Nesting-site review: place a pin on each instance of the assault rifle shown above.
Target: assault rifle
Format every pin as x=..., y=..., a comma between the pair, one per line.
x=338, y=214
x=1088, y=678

══════════════════════════════

Filter the listing so that only lines holding the word "assault" remain, and copy those lines.

Nesting-site review: place a pin on each instance of the assault rifle shown above.
Target: assault rifle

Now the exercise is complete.